---------- TEXTO DE LECTURA

Me gustan las paradas de los autobuses. No suelo quedarme en ellas, simplemente miro a la gente y juego a adivinar sus vidas. Aquella habla por el móvil con la amiga que está a punto de ir a ver porque no sabe esperar, tal vez, porque necesita apretar aún más los lazos, quizás es que no puede soportar estar sola.
Allí un hombre nervioso que mira el reloj sin parar y se mesa los párpados con la incredulidad de quien despierta de una pesadilla. La señora mayor va de compras con su nuera impaciente que está deseando escapar del evento y pone todos los impedimentos que puede. Un chaval sentado más atrás tiene la mirada perdida y los oídos rellenos de música, como un fantasma que está habitando un castillo lejano.
Yo paso despacio y no sé si alguien jugará también a predecir mi vida mientras tanto. Pero no subo al autobús que acaba de frenar con un chirrido metálico y ruido de puertas. No todo el que está en la parada es un viajero. Ni todo el que pulula por un hospital está enfermo, ni todos los locos llevan camisa de fuerza, ni una corbata es sinónimo de virilidad.

--------------------

• [PREGUNTAS POR RESOLVER]:
**1)** Reproduce del texto sobre las paradas de autobús el fragmento que va desde "Allí un hombre" hasta "sinónimo de virilidad.", ambos incluidos.
**2)** Según el texto sobre las paradas de autobús, ¿con quién va de compras la señora mayor?
**3)** Retoma el texto sobre las paradas de autobús y continúalo a partir de su última oración.

---------- DATOS DE ORIGEN

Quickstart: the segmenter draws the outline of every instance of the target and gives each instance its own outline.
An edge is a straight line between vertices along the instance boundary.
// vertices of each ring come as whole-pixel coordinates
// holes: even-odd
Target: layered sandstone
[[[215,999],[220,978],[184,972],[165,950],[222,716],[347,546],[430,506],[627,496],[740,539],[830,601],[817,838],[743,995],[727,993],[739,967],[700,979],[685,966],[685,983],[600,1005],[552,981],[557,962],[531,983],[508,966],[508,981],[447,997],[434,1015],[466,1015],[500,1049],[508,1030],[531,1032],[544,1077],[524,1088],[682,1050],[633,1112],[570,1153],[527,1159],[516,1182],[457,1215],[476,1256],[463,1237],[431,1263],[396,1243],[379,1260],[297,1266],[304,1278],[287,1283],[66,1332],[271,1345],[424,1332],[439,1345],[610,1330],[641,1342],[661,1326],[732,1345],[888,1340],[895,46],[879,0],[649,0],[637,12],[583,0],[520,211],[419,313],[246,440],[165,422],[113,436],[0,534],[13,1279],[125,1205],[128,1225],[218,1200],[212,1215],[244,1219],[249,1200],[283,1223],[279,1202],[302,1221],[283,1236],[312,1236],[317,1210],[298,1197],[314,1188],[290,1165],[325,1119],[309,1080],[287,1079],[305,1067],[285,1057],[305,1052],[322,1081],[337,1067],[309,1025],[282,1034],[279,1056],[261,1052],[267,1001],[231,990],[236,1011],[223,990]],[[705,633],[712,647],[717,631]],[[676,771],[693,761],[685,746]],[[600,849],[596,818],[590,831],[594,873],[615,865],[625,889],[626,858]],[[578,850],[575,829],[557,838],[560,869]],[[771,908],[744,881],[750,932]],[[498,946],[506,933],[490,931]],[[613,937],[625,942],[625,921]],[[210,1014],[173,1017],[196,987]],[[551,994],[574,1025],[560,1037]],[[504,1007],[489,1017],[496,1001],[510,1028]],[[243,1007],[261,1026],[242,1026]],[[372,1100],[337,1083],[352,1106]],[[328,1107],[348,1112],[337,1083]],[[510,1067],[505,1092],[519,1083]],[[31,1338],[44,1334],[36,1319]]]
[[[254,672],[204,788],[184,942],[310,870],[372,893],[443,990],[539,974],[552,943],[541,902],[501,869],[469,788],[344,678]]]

--------------------

• [RESULTADOS]:
**1)**
Allí un hombre nervioso que mira el reloj sin parar y se mesa los párpados con la incredulidad de quien despierta de una pesadilla. La señora mayor va de compras con su nuera impaciente que está deseando escapar del evento y pone todos los impedimentos que puede. Un chaval sentado más atrás tiene la mirada perdida y los oídos rellenos de música, como un fantasma que está habitando un castillo lejano.
Yo paso despacio y no sé si alguien jugará también a predecir mi vida mientras tanto. Pero no subo al autobús que acaba de frenar con un chirrido metálico y ruido de puertas. No todo el que está en la parada es un viajero. Ni todo el que pulula por un hospital está enfermo, ni todos los locos llevan camisa de fuerza, ni una corbata es sinónimo de virilidad.

**2)** La señora mayor va de compras con su nuera.

**3)**
No es el nombre del sitio en el que estamos el que nos da la medida de lo que somos, ni el paisaje que se vislumbra es el motor de lo que sucede dentro. No todo el que está en el museo mira las obras de arte, ni todo el que rechaza pasteles es diabético.
Nosotros le otorgamos esencia a los lugares en los que estamos. Que nos pongamos a comer sobre una mesa transforma la sala en restaurante. Que nos miremos desde sillones incómodos los convierte en diván. Que nos asustemos de los ruidos modifica el concepto de edificio hasta hacerlo coincidir con el de castillo.
El sitio, cualquier sitio en el que estamos a gusto, real o virtual, ese sitio, es un hogar. Aunque a los demás les parezca una parada de autobús y tengan la curiosa costumbre de querer adivinarnos la vida.